Objectif | Recopiez sans rien modifier le passage de l'extrait qui va de «Pour tenter de» à «de planchers nationaux.».

L’ «Europe sociale». Le fervent Européen Jacques Delors, à la tête de la Commission européenne de 1985 à 1995, ne jurait déjà que par elle. Vingt ans plus tard, cette Europe sociale tient toujours plus du concept que de la réalité. En plaidant pour des salaires minimums «équitables» sur tout le Vieux continent, l’exécutif européen tente d’aller dans son sens. Mais des vents contraires pourraient contrarier ses projets. Pourtant, en matière d’égalité des rémunérations, il y a fort à faire: avec 2.142 euros par mois, le salaire minimum luxembourgeois est en effet le plus élevé dans toute l’Union européenne (UE). En bas du tableau, la Bulgarie ne garantit qu’un revenu minimum de 312 euros mensuels, soit près de sept fois moins.
Pour tenter de réduire ces écarts, le commissaire européen responsable de l’Emploi et des droits sociaux, le Luxembourgeois Nicolas Schmit, a dévoilé en octobre une proposition de directive qui a fait grand bruit. Beaucoup ont cru que l’UE essayait d’instaurer un salaire minimum commun à tous les Etats membres, mais il n’en est rien. La Commission n’a pas cette compétence-là, et même si elle la détenait, rien ne dit qu’elle s’aventurerait sur un terrain aussi glissant. En revanche, rien n’empêche l’exécutif européen d’œuvrer en faveur de l’instauration d’un salaire minimum «équitable» partout en Europe en encadrant la fixation de planchers nationaux.
«Près de 10% des travailleurs de l’UE vivent dans la pauvreté, et cela ne peut plus durer» Nicolas Schmit, commissaire européen de l’Emploi et des droits sociaux
Avec cette proposition législative qui tient en 29 pages, c’est la voie qu’a choisie la Commission, persuadée que son texte pourra aider à égaliser les conditions de vie dans les différents pays et renforcer la concurrence au sein du marché unique. Car selon Nicolas Schmit en effet, «près de 10% des travailleurs de l’UE vivent dans la pauvreté, et cela ne peut plus durer». Aux yeux de l’ex-ministre du Travail du Grand-Duché, «les personnes qui ont un emploi ne devraient pas avoir de mal à joindre les deux bouts». Mieux, «les salaires minimaux doivent rattraper les autres salaires, qui ont augmenté ces dernières décennies et les ont ainsi laissés à la traîne».

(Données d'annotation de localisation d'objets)
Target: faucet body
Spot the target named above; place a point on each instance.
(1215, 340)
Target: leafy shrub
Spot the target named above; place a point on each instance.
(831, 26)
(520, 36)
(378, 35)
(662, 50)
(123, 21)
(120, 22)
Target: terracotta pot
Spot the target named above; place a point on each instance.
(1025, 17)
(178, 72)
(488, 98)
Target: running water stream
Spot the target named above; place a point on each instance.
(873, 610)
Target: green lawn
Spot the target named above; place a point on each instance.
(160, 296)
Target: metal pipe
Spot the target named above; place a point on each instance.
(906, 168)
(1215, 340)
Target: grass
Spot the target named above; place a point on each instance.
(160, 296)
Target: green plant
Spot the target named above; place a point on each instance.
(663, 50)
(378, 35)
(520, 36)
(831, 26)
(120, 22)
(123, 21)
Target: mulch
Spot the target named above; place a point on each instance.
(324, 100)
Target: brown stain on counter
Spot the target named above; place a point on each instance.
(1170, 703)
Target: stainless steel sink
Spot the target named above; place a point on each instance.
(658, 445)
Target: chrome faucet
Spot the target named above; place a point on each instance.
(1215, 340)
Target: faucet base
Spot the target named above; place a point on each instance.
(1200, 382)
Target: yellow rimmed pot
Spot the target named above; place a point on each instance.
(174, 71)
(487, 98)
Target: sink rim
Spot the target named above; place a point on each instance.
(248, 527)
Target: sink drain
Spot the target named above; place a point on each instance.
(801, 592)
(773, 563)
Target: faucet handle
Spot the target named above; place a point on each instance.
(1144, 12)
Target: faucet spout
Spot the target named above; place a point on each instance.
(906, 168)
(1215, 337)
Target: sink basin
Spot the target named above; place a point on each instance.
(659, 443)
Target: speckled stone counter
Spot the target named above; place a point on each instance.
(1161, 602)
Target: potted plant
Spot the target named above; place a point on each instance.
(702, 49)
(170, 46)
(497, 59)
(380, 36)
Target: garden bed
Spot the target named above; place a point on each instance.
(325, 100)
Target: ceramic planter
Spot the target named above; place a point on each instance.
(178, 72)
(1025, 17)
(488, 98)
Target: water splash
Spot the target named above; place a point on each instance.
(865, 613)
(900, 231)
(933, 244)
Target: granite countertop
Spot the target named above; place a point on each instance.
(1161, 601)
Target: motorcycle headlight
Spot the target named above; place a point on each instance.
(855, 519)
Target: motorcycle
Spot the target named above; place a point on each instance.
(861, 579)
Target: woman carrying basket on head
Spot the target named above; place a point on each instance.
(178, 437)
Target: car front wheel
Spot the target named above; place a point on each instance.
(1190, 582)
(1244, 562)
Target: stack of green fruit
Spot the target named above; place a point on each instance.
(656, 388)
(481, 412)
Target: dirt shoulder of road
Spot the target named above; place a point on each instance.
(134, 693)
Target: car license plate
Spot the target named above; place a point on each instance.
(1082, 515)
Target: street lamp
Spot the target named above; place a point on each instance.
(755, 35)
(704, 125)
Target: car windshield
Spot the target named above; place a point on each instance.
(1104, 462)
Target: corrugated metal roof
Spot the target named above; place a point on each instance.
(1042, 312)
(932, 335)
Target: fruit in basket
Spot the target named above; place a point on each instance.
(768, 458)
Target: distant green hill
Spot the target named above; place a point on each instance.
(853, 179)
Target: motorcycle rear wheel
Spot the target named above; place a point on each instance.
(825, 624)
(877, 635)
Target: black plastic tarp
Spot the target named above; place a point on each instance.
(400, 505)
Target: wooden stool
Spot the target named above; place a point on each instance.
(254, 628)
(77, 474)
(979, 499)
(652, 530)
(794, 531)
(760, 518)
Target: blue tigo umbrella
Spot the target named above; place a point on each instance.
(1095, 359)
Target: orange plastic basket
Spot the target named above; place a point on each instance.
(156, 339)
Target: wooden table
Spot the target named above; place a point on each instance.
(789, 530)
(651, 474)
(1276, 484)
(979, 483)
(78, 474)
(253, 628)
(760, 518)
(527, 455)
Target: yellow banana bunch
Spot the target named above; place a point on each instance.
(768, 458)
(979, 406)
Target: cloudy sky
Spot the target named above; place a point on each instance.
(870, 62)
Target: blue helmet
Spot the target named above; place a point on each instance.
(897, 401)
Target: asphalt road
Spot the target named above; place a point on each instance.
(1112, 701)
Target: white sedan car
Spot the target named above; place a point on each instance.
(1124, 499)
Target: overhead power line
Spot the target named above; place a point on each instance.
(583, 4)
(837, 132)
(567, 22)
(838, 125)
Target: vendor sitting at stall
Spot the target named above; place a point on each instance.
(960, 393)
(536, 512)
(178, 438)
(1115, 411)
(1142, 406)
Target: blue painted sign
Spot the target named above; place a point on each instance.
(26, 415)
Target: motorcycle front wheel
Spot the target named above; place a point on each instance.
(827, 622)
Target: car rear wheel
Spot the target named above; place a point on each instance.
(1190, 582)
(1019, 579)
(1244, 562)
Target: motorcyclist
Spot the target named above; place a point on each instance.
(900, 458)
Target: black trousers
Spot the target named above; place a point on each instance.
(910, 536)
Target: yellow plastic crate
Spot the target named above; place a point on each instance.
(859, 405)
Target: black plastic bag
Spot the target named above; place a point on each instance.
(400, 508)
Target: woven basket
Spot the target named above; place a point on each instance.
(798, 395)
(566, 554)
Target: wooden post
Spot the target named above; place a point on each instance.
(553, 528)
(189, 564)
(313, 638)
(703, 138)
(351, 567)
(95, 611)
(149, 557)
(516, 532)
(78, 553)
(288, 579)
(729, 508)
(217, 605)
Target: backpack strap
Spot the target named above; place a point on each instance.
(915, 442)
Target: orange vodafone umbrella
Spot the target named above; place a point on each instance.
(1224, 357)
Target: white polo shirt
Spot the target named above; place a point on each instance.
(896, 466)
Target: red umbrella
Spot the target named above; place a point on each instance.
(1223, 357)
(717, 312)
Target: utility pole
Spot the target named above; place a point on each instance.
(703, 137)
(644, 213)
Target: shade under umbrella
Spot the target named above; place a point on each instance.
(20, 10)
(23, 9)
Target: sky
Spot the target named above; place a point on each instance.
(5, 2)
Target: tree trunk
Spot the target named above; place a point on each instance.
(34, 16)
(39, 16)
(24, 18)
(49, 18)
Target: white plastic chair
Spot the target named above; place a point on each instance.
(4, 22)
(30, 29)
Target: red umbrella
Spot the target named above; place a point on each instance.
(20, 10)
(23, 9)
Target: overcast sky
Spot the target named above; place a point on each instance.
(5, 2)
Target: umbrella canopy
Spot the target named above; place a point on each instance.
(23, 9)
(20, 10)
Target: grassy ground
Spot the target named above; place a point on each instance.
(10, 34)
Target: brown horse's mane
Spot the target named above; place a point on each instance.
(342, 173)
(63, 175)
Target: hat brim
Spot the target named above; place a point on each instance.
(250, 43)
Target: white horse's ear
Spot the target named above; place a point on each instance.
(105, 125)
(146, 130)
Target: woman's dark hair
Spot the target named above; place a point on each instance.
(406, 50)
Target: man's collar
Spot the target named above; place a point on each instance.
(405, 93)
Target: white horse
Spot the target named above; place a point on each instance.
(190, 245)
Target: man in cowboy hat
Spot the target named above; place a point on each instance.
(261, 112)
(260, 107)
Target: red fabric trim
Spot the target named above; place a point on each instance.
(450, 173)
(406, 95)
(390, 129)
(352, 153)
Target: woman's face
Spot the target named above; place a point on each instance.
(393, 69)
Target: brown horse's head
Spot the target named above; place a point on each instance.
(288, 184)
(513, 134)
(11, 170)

Résultat attendu |
Pour tenter de réduire ces écarts, le commissaire européen responsable de l’Emploi et des droits sociaux, le Luxembourgeois Nicolas Schmit, a dévoilé en octobre une proposition de directive qui a fait grand bruit. Beaucoup ont cru que l’UE essayait d’instaurer un salaire minimum commun à tous les Etats membres, mais il n’en est rien. La Commission n’a pas cette compétence-là, et même si elle la détenait, rien ne dit qu’elle s’aventurerait sur un terrain aussi glissant. En revanche, rien n’empêche l’exécutif européen d’œuvrer en faveur de l’instauration d’un salaire minimum «équitable» partout en Europe en encadrant la fixation de planchers nationaux.